TASK BRIEF:
The listing below is the input. Say how many of its lines contain "Target", giving the number alone.

*** RAW DATA Section Begins ***

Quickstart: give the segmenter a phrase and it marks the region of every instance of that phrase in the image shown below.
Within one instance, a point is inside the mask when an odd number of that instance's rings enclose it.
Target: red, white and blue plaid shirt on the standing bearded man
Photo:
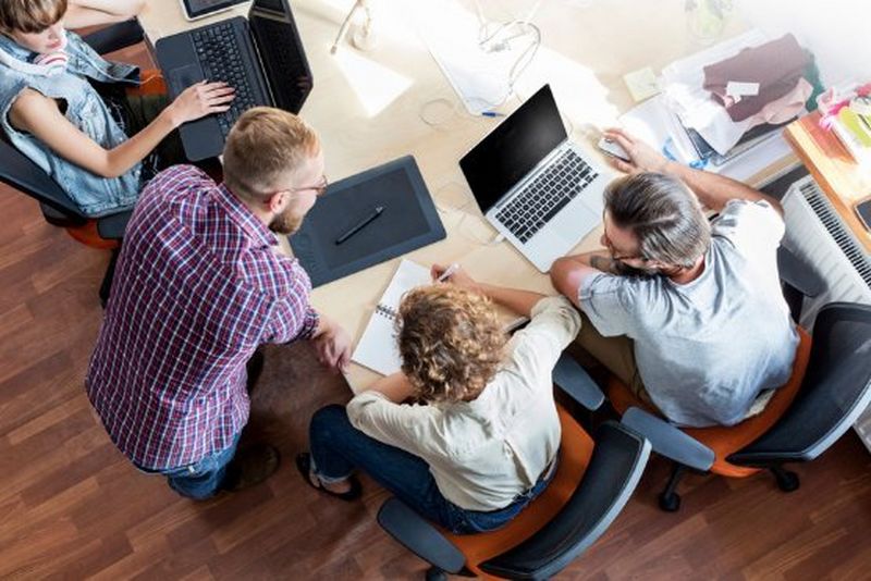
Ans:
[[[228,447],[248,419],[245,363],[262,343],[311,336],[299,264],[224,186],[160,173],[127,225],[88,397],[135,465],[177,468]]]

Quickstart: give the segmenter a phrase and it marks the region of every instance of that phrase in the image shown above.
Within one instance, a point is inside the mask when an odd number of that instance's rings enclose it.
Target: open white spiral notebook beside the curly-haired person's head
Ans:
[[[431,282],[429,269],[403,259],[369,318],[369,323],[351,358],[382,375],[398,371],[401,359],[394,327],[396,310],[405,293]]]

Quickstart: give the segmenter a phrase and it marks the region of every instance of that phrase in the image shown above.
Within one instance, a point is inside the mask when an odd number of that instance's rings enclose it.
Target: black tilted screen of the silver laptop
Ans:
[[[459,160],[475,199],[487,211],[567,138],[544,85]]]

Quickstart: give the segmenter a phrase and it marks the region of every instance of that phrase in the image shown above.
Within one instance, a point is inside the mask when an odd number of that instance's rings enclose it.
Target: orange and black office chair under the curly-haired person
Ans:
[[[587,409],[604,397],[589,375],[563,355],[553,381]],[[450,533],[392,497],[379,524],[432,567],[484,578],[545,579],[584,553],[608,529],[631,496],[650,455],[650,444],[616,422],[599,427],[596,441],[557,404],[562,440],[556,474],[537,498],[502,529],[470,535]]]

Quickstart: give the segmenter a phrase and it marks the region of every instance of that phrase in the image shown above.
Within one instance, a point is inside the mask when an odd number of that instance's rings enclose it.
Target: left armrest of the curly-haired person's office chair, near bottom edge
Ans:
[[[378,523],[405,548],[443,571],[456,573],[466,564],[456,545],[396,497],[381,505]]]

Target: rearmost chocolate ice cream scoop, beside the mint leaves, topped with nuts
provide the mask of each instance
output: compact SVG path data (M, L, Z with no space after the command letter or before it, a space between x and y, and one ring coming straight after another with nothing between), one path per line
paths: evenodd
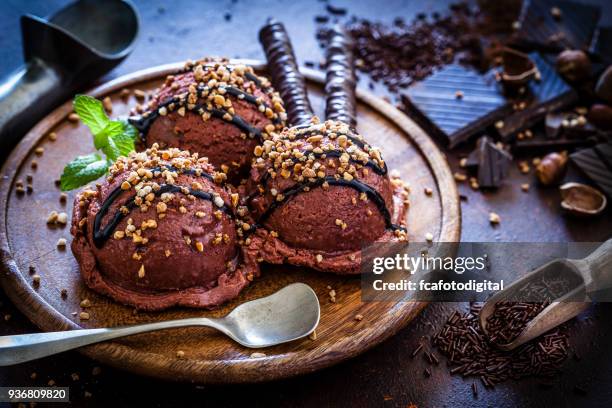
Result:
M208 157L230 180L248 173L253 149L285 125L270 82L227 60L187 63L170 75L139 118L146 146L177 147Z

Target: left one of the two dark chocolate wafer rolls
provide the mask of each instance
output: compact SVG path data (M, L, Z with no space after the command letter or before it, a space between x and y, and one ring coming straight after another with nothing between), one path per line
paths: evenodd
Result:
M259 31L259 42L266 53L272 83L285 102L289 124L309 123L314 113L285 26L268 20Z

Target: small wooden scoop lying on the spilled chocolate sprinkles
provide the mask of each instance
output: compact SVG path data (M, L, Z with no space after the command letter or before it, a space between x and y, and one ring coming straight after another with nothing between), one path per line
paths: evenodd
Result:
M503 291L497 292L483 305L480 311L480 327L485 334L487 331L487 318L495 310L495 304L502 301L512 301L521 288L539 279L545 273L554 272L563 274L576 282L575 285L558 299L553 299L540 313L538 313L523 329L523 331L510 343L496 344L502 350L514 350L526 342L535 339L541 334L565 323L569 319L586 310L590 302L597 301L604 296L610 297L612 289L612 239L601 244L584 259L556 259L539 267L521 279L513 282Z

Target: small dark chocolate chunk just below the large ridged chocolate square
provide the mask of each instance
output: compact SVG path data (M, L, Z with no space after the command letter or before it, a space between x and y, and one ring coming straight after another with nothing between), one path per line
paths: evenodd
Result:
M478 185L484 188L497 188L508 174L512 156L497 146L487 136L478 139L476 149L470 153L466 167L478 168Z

*** RAW DATA Section Ends ***

PROBLEM SOLUTION:
9